# [What to do]
A. Change "collection type" to "container type" in the JCoReMapAnnotationIndex documentation from "K - The key" to "return search results.", and give that span again.
B. Which direct known subclasses does the JCoReMapAnnotationIndex documentation list?

# [Source passage]

□ □ □ □ □ □ □

Class JCoReMapAnnotationIndex<K extends Comparable<K>,​T extends org.apache.uima.jcas.tcas.Annotation>

  • Type Parameters:
    T - The annotation type the index is over.
    K - The key type used to index the annotations.
    C - The collection type (e.g. ArrayList) used to store annotations in the index.
    U - The collection type (e.g. TreeSet) used to return search results.
    All Implemented Interfaces:
    JCoReAnnotationIndex<T>
    Direct Known Subclasses:
    JCoReHashMapAnnotationIndex, JCoReTreeMapAnnotationIndex

    public class JCoReMapAnnotationIndex<K extends Comparable<K>,​T extends org.apache.uima.jcas.tcas.Annotation>
    extends Object
    implements JCoReAnnotationIndex<T>

    Use when: You want to access annotations by an some arbitrary key that should be computed once and then only used for access. Use also when single annotations might or should be associated with multiple keys.

    This class builds a map from arbitrary keys to collections of annotations. For convenience access, class takes suppliers for the generation of index or search terms as well as suppliers for the actual collection implementations that should be used within the index and for search results. Thus, it's just a kind of convenience framework around a map.

□ □ □ □ □ □ □

# [Supplied data]
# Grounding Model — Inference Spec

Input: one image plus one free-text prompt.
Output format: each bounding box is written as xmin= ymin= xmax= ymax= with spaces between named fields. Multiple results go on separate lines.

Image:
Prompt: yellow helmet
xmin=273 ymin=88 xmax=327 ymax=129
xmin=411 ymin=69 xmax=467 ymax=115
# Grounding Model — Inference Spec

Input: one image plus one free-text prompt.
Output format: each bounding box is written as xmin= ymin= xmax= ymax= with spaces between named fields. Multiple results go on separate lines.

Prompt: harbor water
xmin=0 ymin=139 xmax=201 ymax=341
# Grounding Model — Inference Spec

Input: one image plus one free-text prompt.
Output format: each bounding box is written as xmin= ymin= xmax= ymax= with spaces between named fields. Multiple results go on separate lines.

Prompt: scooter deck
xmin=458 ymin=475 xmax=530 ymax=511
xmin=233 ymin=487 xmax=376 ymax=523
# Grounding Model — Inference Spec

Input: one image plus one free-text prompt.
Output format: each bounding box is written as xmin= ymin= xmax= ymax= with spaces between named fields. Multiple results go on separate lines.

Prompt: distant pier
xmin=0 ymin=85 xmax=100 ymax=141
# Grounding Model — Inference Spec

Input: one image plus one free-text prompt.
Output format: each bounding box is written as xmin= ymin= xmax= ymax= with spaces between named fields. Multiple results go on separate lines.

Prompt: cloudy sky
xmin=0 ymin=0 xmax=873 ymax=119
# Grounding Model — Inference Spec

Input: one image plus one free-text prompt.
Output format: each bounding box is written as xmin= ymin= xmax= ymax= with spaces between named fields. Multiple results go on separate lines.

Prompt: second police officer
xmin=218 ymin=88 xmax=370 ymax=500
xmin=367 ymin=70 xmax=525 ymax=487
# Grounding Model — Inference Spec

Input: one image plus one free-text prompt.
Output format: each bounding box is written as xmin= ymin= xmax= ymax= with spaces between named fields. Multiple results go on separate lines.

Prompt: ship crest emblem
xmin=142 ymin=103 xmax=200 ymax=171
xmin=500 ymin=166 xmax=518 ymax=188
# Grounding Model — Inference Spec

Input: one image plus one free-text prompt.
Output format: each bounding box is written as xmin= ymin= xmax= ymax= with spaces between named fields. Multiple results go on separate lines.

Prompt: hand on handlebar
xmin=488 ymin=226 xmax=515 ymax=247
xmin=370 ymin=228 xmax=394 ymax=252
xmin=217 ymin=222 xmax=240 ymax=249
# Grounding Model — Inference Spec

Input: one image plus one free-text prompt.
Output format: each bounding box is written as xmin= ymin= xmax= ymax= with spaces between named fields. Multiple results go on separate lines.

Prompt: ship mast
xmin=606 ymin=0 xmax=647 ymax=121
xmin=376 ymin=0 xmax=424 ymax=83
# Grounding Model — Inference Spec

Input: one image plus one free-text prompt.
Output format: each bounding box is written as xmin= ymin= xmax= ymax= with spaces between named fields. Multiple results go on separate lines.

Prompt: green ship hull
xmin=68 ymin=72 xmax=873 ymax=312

□ □ □ □ □ □ □

# [Task-by-task answers]
A.
K - The key type used to index the annotations.
    C - The container type (e.g. ArrayList) used to store annotations in the index.
    U - The container type (e.g. TreeSet) used to return search results.

B. JCoReHashMapAnnotationIndex and JCoReTreeMapAnnotationIndex.